EXERCISE: Extract every line of the rows below that contains the string "background". Matching is case-sensitive.

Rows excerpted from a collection
----

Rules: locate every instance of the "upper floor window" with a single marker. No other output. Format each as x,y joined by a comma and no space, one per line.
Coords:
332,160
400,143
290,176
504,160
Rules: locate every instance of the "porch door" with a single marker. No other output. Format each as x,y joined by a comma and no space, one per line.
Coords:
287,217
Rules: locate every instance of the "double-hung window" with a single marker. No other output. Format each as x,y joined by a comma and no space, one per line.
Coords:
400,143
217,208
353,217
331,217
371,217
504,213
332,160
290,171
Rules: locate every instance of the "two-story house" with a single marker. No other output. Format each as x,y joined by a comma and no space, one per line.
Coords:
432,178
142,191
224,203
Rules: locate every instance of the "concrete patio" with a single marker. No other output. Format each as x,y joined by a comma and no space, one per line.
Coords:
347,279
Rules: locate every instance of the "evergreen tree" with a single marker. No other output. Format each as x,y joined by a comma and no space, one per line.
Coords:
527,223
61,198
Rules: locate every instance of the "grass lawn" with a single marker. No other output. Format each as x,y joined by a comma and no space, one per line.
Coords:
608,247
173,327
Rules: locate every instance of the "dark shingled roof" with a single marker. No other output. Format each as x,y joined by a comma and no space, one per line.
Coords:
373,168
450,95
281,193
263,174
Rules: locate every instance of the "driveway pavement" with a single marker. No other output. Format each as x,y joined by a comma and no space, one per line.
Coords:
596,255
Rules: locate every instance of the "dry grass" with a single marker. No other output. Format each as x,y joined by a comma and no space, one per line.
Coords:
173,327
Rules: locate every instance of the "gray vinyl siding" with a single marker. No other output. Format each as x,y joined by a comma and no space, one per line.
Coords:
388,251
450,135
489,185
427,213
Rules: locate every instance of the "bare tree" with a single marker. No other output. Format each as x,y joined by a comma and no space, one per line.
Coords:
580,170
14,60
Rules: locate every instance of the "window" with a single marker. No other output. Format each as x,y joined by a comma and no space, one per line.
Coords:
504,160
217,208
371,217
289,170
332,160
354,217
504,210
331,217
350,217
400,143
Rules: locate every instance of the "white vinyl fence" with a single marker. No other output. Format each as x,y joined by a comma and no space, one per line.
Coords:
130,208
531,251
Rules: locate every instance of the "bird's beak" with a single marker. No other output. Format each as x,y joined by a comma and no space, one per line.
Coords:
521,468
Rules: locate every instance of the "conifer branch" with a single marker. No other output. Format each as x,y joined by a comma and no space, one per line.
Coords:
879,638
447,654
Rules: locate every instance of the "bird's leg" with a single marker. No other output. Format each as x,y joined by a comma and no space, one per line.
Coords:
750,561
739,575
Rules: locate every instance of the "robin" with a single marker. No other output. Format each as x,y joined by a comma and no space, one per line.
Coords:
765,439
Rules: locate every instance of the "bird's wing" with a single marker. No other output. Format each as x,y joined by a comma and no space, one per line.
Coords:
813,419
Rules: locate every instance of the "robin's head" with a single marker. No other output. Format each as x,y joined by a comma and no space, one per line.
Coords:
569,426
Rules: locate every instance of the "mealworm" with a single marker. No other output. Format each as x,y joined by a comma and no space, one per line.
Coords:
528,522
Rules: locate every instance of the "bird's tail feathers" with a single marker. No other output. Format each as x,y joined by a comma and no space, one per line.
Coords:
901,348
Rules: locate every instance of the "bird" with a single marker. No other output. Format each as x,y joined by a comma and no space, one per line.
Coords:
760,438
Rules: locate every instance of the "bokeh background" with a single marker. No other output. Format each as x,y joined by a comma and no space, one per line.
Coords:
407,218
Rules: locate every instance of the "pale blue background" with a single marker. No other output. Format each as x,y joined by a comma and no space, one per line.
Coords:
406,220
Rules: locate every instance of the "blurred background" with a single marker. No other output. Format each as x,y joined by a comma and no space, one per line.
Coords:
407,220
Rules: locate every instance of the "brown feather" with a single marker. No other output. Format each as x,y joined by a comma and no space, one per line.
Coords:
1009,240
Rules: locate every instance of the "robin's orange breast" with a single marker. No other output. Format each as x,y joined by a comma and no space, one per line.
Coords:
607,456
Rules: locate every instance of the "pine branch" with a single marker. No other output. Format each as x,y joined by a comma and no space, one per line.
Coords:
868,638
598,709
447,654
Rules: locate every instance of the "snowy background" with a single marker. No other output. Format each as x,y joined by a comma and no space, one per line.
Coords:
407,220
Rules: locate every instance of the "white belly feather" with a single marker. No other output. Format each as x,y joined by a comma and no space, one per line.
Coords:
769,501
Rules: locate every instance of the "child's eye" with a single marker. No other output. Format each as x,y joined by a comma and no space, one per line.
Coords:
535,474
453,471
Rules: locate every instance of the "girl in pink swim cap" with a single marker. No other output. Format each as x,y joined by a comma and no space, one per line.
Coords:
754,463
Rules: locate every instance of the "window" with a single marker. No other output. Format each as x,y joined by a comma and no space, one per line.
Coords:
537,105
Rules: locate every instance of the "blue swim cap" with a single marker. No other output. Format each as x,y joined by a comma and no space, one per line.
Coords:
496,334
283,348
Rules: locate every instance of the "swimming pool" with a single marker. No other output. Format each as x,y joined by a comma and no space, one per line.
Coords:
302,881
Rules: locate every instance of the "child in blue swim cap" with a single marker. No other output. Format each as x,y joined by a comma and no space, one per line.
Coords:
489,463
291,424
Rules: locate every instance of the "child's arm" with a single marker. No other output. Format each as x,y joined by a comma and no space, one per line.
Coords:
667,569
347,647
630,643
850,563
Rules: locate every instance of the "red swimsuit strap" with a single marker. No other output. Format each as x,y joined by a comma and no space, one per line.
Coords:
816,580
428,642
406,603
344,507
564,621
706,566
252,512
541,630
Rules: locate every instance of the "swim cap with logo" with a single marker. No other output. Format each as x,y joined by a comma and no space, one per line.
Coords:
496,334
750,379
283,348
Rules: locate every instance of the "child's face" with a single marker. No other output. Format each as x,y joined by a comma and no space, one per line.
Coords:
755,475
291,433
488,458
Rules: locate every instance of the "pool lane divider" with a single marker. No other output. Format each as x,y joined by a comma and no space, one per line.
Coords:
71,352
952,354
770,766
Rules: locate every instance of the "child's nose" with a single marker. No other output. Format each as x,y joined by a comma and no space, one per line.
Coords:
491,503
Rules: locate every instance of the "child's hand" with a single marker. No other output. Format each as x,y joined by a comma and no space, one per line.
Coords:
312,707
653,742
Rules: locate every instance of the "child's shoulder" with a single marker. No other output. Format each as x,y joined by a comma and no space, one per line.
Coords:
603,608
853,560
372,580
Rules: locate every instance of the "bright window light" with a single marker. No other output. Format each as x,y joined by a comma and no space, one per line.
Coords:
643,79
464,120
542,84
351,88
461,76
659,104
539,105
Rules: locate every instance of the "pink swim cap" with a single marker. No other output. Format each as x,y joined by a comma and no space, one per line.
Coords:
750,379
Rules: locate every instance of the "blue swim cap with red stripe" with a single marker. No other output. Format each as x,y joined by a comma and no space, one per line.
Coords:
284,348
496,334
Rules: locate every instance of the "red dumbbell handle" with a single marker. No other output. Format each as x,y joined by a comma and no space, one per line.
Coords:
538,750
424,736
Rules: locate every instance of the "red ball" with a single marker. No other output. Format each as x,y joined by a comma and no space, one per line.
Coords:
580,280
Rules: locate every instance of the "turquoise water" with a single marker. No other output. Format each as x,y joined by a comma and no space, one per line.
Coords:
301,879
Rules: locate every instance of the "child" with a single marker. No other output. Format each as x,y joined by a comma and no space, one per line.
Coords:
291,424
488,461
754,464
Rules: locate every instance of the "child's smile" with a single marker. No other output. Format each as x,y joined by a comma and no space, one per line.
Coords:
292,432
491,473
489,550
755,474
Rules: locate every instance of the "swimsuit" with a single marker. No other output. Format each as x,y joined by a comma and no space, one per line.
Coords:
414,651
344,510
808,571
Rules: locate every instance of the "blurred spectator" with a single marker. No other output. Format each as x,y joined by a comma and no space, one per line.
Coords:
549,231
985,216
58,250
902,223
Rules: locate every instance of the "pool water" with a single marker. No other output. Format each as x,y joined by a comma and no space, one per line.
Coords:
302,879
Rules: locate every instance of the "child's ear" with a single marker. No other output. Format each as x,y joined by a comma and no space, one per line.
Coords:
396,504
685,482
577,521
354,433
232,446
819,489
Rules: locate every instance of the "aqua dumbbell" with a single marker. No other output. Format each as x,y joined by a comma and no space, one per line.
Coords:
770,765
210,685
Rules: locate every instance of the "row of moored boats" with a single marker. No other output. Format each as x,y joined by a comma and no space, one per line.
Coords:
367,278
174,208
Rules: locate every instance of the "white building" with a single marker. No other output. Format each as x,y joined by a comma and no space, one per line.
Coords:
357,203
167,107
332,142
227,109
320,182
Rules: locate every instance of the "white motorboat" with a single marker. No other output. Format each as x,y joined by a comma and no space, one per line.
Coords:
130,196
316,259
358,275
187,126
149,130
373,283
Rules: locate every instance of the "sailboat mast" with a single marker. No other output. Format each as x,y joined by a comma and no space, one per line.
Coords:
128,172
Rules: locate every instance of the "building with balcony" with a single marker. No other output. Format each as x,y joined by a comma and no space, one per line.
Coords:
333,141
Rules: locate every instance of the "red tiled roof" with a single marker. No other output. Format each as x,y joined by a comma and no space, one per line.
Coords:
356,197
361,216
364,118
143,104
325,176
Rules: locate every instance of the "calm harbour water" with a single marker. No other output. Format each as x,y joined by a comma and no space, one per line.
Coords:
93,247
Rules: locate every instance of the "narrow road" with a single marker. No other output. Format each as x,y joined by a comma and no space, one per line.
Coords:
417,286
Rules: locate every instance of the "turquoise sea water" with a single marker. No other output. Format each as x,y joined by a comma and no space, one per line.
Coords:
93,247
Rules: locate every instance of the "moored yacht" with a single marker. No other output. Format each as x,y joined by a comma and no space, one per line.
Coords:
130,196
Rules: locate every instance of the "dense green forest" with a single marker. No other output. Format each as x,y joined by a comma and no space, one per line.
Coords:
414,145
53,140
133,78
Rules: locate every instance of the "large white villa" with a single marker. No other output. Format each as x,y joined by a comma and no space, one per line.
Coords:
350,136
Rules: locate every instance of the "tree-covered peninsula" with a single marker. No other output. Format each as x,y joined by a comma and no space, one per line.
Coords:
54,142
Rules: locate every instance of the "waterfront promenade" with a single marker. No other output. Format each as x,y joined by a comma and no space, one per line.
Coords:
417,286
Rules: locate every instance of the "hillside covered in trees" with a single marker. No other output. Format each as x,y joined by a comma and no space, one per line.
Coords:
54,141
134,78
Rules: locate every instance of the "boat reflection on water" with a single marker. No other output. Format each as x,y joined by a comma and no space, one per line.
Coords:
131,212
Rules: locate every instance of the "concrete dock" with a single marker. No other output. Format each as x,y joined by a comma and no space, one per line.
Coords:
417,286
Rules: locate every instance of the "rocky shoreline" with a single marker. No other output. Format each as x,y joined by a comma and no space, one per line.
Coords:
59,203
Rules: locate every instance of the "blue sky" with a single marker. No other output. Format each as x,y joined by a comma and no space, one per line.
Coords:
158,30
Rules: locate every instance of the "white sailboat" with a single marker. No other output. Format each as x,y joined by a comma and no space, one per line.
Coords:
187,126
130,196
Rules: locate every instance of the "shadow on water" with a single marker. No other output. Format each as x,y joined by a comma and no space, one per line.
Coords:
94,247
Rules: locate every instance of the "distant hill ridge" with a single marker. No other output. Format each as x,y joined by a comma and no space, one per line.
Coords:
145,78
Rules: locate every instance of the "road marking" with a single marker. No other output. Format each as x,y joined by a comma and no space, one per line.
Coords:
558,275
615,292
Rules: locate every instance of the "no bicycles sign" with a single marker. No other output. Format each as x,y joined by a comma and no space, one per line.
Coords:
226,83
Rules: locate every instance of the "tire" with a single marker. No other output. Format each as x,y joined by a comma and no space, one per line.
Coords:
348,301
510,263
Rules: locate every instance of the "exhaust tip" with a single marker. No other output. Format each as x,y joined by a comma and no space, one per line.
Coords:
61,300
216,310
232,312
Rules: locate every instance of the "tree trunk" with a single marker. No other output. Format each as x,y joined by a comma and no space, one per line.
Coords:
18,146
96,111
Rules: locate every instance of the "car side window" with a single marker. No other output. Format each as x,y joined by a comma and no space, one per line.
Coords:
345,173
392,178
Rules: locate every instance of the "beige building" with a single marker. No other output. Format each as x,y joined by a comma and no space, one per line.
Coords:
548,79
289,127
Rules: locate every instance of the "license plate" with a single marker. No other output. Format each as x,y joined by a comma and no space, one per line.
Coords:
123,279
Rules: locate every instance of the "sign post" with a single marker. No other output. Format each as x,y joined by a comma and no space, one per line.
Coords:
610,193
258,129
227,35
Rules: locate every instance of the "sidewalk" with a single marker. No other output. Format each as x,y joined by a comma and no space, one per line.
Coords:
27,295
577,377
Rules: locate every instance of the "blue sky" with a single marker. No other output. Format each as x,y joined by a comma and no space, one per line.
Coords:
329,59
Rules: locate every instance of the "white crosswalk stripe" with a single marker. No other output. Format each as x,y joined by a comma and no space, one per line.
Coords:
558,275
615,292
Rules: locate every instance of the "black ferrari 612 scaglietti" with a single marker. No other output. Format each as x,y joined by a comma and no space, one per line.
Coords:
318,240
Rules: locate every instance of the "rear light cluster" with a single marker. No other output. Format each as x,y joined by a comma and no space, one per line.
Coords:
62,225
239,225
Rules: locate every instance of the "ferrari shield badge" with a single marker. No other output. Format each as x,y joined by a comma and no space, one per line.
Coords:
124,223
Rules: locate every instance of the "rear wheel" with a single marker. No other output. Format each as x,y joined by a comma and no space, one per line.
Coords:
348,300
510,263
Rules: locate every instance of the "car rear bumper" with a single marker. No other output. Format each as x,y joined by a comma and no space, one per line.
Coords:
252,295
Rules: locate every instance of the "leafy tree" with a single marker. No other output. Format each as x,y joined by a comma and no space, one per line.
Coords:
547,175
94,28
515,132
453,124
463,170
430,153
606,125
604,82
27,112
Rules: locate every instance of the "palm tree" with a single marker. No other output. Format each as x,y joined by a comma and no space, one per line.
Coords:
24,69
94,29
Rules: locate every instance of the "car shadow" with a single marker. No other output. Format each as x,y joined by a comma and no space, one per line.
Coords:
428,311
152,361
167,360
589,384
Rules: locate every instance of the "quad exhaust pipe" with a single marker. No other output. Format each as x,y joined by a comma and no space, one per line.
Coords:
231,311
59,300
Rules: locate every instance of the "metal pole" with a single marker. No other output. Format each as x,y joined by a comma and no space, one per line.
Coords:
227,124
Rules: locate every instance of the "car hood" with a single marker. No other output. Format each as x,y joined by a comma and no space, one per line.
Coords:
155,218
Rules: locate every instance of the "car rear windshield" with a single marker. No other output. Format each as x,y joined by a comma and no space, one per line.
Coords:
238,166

----

FINISHED EXERCISE:
Rules: locate every instance of the "bokeh background" with a single marker. No other output. Format each as x,y joined by a comma and no space, one per line.
Rules: locate every instance of the "pale blue background" with a single marker. No other output. Format each as x,y joined by a comma and no space, one per line.
Rules: locate every instance of the "blurred background" with a single marker. No other output. Format each as x,y joined by a comma and no space, one per line.
Rules: locate every instance of the "snowy background" with a single marker. No other output. Format each as x,y joined by a comma and no space, one per line.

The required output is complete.